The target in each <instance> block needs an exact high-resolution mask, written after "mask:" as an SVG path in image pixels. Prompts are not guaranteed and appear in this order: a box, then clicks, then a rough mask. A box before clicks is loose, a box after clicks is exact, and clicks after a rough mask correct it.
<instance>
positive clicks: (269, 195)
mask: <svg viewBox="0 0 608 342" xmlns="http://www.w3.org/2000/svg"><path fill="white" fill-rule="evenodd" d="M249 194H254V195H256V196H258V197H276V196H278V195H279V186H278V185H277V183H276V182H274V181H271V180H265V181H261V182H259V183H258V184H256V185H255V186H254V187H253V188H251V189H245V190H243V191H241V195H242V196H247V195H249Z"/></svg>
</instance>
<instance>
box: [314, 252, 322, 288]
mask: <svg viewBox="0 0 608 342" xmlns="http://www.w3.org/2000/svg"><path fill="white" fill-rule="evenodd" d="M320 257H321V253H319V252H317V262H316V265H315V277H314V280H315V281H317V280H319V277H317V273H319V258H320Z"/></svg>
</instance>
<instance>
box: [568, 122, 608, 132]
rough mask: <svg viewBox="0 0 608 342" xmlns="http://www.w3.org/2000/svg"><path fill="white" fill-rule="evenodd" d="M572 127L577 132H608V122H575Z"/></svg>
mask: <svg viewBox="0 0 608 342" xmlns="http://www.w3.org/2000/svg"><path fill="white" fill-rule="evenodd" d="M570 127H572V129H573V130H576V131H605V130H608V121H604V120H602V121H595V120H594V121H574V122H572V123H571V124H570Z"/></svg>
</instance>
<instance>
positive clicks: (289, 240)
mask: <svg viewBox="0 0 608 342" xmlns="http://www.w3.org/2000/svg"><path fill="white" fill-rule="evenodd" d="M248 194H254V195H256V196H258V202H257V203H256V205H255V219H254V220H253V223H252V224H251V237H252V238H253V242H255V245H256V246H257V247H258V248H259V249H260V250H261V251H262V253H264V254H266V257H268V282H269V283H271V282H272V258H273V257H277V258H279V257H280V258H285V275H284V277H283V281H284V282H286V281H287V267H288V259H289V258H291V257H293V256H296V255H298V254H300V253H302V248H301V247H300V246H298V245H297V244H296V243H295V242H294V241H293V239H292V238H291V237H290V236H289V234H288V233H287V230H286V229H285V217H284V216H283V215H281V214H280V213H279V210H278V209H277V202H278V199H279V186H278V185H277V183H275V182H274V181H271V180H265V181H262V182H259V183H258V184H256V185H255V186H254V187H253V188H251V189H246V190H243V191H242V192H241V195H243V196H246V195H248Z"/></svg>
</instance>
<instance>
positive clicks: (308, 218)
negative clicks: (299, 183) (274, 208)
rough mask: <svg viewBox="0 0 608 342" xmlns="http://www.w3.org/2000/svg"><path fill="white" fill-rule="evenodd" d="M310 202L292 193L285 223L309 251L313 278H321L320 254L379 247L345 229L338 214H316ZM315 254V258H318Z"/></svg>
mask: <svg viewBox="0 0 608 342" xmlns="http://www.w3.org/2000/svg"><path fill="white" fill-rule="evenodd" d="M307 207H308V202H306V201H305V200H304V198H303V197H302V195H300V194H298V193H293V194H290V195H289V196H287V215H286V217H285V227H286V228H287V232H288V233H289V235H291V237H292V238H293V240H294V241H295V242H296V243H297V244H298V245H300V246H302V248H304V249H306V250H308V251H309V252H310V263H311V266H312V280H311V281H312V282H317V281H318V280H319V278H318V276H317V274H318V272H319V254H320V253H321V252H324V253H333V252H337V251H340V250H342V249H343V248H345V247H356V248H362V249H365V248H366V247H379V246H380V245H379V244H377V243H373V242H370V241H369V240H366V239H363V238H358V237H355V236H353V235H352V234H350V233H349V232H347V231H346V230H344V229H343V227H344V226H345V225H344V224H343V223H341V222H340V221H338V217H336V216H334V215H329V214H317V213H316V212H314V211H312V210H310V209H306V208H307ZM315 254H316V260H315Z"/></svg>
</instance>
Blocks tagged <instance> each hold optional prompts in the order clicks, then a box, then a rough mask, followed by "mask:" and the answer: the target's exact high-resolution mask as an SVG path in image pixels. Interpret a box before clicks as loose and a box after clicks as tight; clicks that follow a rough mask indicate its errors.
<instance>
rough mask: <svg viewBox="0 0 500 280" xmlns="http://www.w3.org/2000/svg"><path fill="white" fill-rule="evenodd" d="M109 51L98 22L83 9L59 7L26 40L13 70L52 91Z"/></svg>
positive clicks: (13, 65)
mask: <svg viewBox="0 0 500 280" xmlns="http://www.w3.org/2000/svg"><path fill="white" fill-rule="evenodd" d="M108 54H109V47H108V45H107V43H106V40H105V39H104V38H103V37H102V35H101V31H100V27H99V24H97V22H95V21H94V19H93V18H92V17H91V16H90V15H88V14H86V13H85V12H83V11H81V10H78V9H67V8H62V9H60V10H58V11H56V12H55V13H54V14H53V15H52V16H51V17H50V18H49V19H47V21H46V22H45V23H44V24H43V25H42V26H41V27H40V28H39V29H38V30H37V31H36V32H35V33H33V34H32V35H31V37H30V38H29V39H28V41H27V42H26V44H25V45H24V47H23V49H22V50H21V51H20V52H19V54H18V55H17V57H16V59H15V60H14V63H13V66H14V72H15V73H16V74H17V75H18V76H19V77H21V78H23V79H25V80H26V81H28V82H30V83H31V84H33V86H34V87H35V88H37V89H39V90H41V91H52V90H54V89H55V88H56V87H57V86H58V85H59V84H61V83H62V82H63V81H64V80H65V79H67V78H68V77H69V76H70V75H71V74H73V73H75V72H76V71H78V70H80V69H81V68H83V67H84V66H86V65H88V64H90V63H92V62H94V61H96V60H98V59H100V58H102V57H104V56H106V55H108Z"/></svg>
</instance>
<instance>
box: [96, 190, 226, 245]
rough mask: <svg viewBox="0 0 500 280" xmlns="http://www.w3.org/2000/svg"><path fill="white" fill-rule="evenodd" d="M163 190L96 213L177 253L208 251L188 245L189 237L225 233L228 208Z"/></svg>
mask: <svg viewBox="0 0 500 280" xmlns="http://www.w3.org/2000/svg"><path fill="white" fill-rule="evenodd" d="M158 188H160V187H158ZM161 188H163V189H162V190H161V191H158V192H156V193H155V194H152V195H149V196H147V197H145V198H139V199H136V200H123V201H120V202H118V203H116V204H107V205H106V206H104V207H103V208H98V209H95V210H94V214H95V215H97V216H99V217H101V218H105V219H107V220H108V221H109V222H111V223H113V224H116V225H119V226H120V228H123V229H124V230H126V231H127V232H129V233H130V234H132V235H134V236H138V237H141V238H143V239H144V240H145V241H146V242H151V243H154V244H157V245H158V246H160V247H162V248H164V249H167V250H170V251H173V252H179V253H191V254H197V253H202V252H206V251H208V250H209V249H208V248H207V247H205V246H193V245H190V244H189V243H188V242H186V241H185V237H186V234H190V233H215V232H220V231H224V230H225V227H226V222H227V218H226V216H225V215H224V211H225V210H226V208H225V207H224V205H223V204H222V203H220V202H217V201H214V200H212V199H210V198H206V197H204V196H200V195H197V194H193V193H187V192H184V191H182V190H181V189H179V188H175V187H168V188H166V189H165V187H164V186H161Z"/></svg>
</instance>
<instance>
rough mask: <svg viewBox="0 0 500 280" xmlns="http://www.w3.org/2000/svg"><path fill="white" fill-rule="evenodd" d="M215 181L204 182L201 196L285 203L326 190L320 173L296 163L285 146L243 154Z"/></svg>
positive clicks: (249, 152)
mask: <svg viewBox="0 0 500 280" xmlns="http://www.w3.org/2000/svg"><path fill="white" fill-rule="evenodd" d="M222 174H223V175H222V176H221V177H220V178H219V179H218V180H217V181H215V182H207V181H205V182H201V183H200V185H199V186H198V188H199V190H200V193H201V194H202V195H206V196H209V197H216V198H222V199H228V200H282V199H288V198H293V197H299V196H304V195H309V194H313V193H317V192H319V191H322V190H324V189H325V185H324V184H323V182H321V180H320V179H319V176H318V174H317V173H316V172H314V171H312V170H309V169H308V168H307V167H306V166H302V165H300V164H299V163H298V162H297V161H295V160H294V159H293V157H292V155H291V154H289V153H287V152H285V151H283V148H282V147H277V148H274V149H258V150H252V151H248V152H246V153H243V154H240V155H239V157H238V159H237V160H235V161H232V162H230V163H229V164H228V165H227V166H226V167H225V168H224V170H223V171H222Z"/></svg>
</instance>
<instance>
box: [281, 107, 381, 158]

● ● ● ●

* [What to do]: Show the lines of the records above that mention "then".

* [Response area]:
The target in each <instance> block needs an exact high-resolution mask, written after "mask:" as an SVG path in image pixels. Prompts are not guaranteed and appear in this order: a box, then clicks, then a rough mask. A box before clicks is loose, a box after clicks is exact, and clicks after a rough mask correct it.
Blocks tagged <instance> each hold optional prompts in the order clicks, then a box, then a rough mask, followed by "mask:" and the answer: the target's exact high-resolution mask as an SVG path in image pixels. Interpret a box before clicks as loose and a box after clicks as tight; clicks that follow a rough mask indicate its errors.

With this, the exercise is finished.